**** LISTED ENTRIES ****

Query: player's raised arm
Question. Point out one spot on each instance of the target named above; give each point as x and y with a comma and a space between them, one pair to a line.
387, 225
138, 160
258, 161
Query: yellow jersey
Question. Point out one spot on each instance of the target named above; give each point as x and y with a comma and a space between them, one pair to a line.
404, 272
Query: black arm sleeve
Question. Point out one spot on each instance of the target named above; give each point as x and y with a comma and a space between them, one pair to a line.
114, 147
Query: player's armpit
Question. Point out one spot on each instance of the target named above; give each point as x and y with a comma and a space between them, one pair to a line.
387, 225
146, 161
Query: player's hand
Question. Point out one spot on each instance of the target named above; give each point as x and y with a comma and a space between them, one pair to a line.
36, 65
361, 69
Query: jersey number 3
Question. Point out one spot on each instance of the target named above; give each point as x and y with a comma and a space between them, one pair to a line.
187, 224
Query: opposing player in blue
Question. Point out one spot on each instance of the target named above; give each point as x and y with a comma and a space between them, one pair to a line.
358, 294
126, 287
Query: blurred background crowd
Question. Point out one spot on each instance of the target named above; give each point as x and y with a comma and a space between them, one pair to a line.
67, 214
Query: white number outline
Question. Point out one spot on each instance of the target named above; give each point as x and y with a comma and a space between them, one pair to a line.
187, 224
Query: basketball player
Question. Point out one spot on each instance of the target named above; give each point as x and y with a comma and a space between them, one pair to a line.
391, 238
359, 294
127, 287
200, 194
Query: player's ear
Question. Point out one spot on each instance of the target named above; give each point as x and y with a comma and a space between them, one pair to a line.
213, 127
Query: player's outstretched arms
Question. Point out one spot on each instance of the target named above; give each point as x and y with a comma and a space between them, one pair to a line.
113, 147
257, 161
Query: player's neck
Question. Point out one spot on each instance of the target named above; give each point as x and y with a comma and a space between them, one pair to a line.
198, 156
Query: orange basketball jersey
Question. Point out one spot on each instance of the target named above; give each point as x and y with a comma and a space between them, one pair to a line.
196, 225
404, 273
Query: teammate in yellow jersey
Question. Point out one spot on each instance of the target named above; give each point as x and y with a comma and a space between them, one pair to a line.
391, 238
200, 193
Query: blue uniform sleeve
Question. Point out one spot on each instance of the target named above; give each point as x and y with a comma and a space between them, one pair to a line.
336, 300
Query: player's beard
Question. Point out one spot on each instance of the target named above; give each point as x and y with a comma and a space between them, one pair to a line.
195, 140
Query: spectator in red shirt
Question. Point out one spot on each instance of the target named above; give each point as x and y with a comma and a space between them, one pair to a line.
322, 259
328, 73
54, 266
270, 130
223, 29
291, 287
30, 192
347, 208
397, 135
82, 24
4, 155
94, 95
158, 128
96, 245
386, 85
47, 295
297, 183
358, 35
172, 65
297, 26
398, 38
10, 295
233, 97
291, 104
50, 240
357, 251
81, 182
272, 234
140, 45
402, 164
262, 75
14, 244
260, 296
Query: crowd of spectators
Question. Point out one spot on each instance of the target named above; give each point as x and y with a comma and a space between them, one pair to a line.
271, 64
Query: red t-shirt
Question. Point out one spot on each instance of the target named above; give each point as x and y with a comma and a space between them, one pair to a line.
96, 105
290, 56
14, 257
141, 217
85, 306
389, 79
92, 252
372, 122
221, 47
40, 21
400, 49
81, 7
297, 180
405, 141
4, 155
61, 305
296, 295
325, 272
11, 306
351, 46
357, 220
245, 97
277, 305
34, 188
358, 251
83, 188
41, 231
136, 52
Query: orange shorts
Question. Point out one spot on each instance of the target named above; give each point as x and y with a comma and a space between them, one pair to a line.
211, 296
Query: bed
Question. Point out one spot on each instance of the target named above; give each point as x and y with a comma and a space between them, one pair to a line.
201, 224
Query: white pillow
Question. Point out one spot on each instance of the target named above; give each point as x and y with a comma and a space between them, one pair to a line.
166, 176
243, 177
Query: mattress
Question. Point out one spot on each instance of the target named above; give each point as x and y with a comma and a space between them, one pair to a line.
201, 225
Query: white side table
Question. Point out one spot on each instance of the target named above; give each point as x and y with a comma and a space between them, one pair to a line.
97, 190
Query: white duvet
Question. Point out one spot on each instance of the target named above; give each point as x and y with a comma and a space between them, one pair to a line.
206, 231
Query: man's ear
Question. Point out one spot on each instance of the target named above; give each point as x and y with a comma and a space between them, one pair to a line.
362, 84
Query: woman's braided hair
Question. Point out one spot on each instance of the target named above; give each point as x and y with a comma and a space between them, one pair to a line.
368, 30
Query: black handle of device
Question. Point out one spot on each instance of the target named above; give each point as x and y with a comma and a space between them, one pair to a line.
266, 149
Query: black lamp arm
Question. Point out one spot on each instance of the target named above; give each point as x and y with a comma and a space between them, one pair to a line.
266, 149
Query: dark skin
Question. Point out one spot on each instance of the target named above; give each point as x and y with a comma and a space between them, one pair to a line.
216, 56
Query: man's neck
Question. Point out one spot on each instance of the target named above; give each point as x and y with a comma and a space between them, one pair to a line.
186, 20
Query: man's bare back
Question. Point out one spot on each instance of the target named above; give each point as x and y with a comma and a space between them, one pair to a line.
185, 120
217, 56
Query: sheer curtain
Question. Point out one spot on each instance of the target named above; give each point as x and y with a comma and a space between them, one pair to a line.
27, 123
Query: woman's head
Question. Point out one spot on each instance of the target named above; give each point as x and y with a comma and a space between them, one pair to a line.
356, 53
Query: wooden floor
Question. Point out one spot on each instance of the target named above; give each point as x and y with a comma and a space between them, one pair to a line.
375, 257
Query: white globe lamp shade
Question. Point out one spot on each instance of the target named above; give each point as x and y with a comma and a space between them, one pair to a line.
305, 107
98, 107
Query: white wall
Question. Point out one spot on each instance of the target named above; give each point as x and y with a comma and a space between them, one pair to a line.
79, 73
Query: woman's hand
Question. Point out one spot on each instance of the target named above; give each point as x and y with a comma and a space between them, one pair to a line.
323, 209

****
**** LISTED ENTRIES ****

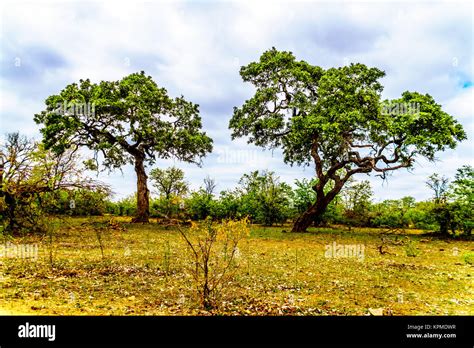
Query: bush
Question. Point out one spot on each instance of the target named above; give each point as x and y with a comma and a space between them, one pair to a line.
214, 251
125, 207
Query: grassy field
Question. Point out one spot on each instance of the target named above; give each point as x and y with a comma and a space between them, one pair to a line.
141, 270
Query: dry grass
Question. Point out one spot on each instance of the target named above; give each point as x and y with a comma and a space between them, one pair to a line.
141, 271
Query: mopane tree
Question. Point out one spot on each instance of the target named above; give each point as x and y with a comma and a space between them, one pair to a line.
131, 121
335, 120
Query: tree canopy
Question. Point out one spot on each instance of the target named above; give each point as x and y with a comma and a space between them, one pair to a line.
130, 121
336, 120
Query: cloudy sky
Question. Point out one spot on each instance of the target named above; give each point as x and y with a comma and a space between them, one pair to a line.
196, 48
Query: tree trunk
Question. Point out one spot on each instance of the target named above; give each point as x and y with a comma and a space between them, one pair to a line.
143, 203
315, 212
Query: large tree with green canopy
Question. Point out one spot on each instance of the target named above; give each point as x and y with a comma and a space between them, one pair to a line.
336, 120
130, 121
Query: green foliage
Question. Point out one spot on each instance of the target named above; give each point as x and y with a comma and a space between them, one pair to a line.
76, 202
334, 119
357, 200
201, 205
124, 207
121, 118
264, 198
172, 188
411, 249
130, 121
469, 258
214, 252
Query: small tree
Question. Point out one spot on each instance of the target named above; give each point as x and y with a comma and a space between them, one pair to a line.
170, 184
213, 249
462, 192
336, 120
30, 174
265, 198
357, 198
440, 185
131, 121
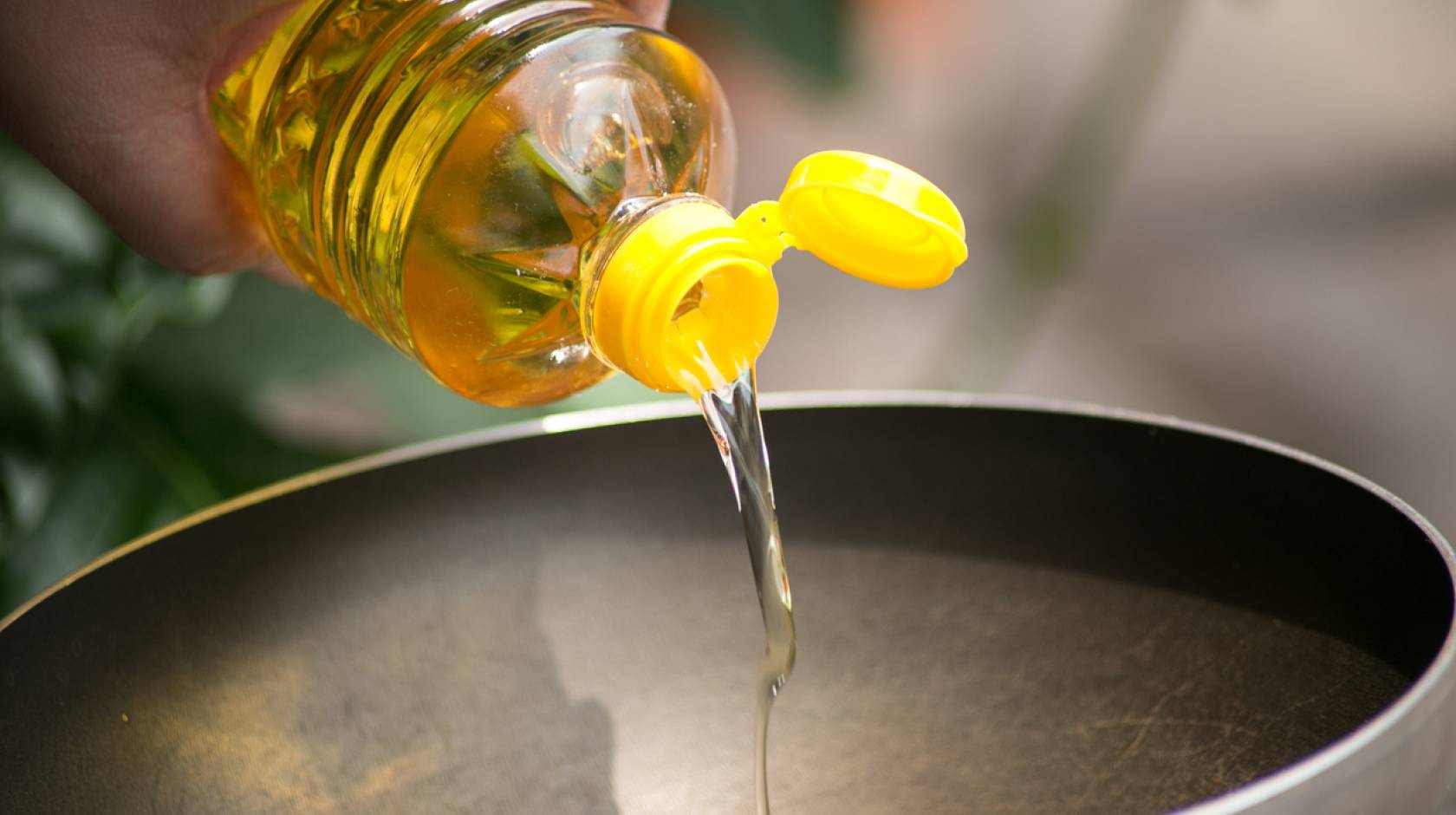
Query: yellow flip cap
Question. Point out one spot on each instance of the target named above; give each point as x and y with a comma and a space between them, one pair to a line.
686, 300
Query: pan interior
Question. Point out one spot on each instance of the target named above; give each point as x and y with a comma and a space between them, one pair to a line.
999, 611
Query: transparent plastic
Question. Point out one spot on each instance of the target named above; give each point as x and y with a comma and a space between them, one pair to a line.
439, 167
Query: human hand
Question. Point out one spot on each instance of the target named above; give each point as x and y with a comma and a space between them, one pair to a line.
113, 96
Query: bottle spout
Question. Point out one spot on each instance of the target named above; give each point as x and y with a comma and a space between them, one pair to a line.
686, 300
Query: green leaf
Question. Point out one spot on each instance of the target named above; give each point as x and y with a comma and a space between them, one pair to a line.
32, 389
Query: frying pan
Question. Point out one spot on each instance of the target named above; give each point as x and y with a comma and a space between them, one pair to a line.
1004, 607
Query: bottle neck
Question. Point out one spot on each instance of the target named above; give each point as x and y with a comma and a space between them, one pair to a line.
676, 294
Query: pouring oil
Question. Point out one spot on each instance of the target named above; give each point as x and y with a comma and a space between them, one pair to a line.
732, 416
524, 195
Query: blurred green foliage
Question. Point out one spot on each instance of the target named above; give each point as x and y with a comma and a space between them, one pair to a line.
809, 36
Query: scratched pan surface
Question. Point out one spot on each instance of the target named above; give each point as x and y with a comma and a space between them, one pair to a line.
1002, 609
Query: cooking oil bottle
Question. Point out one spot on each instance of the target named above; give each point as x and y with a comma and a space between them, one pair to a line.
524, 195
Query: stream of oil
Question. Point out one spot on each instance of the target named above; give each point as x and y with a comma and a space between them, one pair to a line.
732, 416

****
**** LISTED ENTRIES ****

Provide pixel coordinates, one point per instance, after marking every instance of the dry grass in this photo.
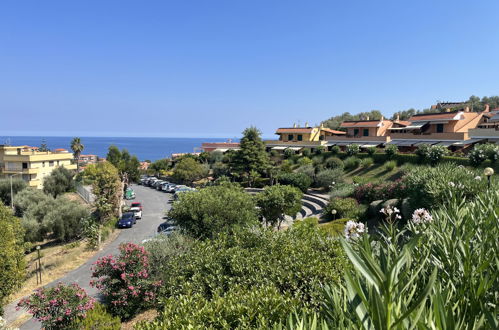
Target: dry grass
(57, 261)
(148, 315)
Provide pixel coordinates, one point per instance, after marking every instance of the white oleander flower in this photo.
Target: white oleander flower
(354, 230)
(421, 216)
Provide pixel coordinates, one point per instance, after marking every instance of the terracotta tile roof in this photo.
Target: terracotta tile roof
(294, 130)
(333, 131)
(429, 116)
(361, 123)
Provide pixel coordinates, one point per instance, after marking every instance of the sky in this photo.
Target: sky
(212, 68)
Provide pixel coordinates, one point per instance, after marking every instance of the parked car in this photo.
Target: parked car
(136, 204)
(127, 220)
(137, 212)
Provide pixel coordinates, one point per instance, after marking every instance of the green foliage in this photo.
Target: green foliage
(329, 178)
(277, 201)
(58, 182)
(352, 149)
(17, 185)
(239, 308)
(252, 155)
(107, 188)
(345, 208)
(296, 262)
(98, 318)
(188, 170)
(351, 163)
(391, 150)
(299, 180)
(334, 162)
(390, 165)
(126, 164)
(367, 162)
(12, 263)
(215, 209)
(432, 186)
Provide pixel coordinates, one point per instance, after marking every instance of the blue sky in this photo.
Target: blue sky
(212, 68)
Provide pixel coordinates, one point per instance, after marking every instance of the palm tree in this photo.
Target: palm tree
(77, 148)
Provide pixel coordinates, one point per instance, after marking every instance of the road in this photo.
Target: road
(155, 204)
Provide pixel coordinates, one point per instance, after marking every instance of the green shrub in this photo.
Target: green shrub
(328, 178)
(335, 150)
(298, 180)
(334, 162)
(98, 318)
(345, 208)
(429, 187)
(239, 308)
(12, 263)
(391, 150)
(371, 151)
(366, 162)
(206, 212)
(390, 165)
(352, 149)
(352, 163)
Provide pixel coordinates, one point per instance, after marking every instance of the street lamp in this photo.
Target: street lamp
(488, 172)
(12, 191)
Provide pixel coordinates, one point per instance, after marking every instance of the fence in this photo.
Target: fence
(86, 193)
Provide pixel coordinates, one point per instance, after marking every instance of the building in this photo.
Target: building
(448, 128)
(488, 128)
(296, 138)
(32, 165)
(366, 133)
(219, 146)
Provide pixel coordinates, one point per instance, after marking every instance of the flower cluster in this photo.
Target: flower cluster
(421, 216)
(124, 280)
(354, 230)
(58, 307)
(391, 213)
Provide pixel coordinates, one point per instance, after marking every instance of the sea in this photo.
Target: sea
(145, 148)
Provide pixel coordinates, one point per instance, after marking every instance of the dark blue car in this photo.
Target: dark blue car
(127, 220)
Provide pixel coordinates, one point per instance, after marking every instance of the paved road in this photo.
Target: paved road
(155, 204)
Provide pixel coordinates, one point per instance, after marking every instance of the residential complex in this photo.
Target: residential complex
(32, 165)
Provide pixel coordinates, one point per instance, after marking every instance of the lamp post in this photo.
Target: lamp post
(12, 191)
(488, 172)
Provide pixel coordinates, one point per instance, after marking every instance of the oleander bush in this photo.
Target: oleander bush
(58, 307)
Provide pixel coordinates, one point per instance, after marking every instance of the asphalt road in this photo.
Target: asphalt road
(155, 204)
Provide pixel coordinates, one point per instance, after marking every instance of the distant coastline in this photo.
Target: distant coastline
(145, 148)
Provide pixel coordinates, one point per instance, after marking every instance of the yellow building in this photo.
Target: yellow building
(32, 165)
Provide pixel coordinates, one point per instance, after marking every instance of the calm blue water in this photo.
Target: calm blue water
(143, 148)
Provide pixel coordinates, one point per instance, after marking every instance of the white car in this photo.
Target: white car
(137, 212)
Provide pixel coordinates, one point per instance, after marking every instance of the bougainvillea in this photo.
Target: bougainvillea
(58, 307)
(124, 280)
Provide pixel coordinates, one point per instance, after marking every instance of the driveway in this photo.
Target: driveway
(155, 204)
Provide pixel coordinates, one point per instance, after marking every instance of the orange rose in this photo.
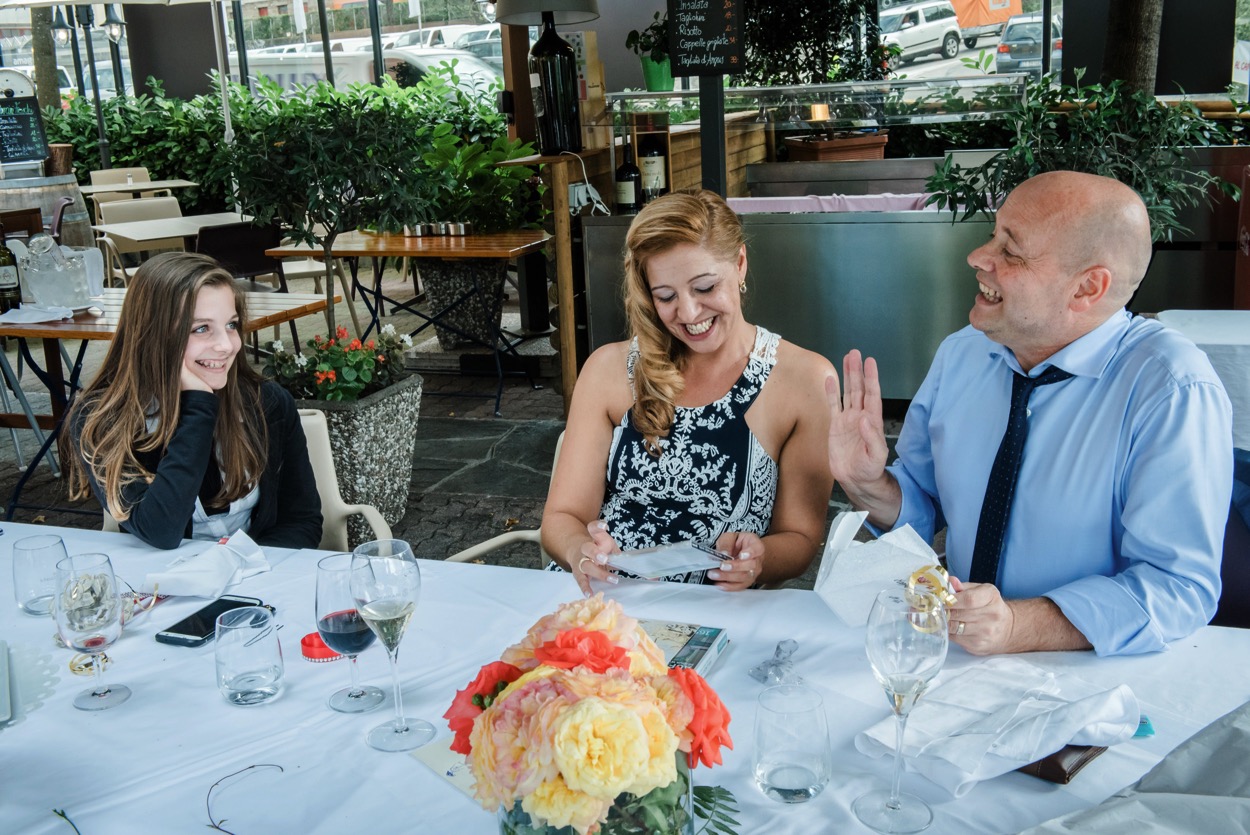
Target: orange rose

****

• ASSIGNED TASK: Beginning with the line above that has "Query: bush" and going on through the line that has "Query: yellow flip cap", retype every line exactly and add nothing else; drop the pictures.

• WRITTEN RESPONSE:
Query: bush
Question. Point out one spot on each instance of the target named above; give each point as x and y with a comma and a space between them, one pair to a line.
214, 251
125, 207
Query: grassy field
Question. Point out one spot on each instance of the target named above; give each point as x and y with a comma and a space between them, one pair to a line.
141, 270
Query: dry grass
Question. Point out one spot on each instance of the target named above; give each point as x and y with a comma and a space between them, one pair to a line.
141, 271
Query: mopane tree
Question. Point out one spot on each instance of the target named above; give each point as x and y with a comma and a space between them, one pair to a line.
131, 121
335, 120
Query: tree canopy
Question. Point out one spot on each instance of the target named above; give each point as x and y with a comma and a space between them, one pair to a line.
130, 121
336, 120
Query: cloudy sky
Question. Point out one spot on each instance of the target named above; give each point as x and y with a comma and a space between them, one pair to a line.
196, 48
Query: tree trunk
Question. Point out one spot on each instance of the target named above; give each point as x and y with a comma and a space between them, one pair to a line.
143, 203
315, 212
Query: large tree with green canopy
Question. Point out one spot on each instance of the target named above; give each point as x and y with a comma and a space between them, one pair to a line.
336, 120
130, 121
Query: green foliage
Question. Point out one spot on each instance of the target named above; give each point as x and y with a comma and a space between them, one pair to a line.
76, 202
334, 119
357, 200
201, 205
124, 207
121, 118
264, 198
172, 188
411, 249
130, 121
469, 258
214, 252
Query: small tree
Question. Point out one spot on each instance of the target named above; give each point as x and y with a comma and a space between them, one pair to a line.
170, 184
213, 249
462, 192
336, 120
30, 174
265, 198
357, 198
440, 185
131, 121
Query: yellow flip cap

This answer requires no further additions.